Course Overview
Learn to accelerate Data Engineering Integration through mass ingestion, incremental loads, transformations, processing of complex files, creating dynamic mappings, and integrating data science using Python. Optimize the Data Engineering system performance through monitoring, troubleshooting, and best practices while gaining an understanding of how to reuse application logic for Data Engineering use cases.
This course is applicable for software version 10.5.

----

(EXERCISE INSTRUCTIONS):
1) Could you reproduce word for word the part of the Data Engineering Integration course overview that opens with the words containing "Course Overview" and closes with "Engineering use cases."?
2) Can you carry on the Data Engineering Integration course overview from its final sentence?

----

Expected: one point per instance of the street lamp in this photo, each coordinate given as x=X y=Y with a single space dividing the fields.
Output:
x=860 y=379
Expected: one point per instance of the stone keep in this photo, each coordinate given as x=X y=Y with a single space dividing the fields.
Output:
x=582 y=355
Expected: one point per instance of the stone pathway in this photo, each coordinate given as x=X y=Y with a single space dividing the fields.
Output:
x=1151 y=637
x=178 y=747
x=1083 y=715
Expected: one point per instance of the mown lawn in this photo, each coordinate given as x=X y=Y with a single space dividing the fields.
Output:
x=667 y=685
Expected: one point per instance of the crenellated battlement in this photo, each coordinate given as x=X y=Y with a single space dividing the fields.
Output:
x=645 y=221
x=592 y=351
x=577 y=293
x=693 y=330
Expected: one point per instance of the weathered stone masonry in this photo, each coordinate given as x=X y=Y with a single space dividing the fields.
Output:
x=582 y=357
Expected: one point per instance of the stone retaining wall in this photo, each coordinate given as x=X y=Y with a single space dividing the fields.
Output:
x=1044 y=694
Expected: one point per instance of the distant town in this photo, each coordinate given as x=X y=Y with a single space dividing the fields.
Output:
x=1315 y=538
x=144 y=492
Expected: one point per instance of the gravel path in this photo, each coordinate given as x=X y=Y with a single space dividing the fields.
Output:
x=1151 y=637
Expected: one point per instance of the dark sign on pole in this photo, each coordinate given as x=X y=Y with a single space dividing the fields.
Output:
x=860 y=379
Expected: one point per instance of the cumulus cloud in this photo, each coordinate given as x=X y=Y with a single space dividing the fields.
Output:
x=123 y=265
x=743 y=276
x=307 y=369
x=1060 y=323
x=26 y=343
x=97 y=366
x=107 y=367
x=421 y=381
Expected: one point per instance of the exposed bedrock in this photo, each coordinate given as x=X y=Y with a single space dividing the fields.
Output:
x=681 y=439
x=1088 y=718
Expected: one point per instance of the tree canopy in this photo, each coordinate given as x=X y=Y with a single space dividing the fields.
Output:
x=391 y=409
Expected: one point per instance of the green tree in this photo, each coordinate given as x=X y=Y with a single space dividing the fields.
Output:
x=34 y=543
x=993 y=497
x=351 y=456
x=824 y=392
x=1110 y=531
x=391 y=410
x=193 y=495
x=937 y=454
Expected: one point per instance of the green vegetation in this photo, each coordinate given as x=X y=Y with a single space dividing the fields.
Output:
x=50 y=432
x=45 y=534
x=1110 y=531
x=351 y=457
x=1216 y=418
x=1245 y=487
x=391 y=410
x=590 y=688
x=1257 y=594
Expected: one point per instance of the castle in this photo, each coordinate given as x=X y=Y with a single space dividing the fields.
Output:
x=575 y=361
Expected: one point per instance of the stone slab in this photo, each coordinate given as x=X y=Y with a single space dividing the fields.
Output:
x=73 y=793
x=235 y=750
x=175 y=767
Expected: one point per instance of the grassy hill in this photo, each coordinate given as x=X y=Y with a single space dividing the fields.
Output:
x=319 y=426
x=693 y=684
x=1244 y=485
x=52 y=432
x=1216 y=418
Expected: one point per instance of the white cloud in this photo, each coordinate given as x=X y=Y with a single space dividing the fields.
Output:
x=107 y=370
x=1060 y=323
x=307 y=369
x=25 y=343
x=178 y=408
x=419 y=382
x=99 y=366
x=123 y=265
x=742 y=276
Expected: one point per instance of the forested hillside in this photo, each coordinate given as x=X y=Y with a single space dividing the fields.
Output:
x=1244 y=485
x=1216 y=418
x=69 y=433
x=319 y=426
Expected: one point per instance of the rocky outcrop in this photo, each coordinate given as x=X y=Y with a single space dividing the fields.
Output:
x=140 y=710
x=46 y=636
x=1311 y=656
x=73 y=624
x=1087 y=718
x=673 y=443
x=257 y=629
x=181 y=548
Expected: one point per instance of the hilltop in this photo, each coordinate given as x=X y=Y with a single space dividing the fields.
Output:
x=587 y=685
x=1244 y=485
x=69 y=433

----

(RESPONSES FOR EACH TASK):
1)
Course Overview
Learn to accelerate Data Engineering Integration through mass ingestion, incremental loads, transformations, processing of complex files, creating dynamic mappings, and integrating data science using Python. Optimize the Data Engineering system performance through monitoring, troubleshooting, and best practices while gaining an understanding of how to reuse application logic for Data Engineering use cases.

2)
Objectives
After successfully completing this course, students should be able to:
- Mass ingest data to Hive and HDFS
- Perform incremental loads in Mass Ingestion
- Perform initial and incremental loads
- Integrate with relational databases using SQOOP
- Perform transformations across various engines
- Execute a mapping using JDBC in Spark mode
- Perform stateful computing and windowing
- Process complex files
- Parse hierarchical data on Spark engine
- Run profiles and choose sampling options on Spark engine
- Execute Dynamic Mappings
- Create Audits on Mappings
- Monitor logs using REST Operations Hub
- Monitor logs using Log Aggregation and troubleshoot
- Run mappings in Databricks environment
- Create mappings to access Delta Lake tables
- Tune performances of Spark and Databricks jobs
Target Audience
- Developer
Prerequisites
- Informatica Developer Tool for Big Data Developers (Instructor Led OR onDemand)